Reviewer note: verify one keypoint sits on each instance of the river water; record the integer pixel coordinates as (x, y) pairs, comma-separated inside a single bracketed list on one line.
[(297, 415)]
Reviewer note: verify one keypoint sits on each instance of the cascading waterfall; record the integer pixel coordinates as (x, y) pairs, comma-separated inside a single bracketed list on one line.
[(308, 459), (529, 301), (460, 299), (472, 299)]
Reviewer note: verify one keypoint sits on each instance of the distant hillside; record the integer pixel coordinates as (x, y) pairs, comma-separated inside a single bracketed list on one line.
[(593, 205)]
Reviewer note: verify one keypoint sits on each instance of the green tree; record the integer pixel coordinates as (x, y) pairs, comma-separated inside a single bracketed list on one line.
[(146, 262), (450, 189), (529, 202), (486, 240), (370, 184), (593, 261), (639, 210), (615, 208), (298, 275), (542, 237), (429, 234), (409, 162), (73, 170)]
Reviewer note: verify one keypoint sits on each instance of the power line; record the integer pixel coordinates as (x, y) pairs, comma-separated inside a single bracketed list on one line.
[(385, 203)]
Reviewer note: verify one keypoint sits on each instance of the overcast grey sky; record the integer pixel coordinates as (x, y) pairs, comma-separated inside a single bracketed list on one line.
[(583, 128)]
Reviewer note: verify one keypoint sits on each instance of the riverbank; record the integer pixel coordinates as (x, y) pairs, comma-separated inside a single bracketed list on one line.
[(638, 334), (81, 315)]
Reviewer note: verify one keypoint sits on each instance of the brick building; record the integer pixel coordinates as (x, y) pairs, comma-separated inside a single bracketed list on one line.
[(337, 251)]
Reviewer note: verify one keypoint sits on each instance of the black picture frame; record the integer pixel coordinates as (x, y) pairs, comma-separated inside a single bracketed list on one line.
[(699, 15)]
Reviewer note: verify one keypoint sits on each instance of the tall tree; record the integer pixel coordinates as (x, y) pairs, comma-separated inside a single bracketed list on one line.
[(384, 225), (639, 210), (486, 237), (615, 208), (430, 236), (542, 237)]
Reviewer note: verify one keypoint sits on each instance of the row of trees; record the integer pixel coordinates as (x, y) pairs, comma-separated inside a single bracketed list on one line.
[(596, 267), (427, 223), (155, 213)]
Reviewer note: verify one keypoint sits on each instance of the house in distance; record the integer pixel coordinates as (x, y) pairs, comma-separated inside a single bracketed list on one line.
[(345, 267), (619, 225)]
::::::::
**WHAT IS NEEDED:** Starting at the line that contains "of the distant" and ending after the line that contains "[(593, 205)]", lay out those rows as a JSON list of strings with one string per line, leaving out any blank lines.

**OUTPUT FOR THIS EXERCISE:**
[
  "Reviewer note: verify one keypoint sits on each instance of the distant hillside; record the integer pixel coordinates as (x, y) pairs, comma-separated inside a single bracketed list on one line.",
  "[(593, 205)]"
]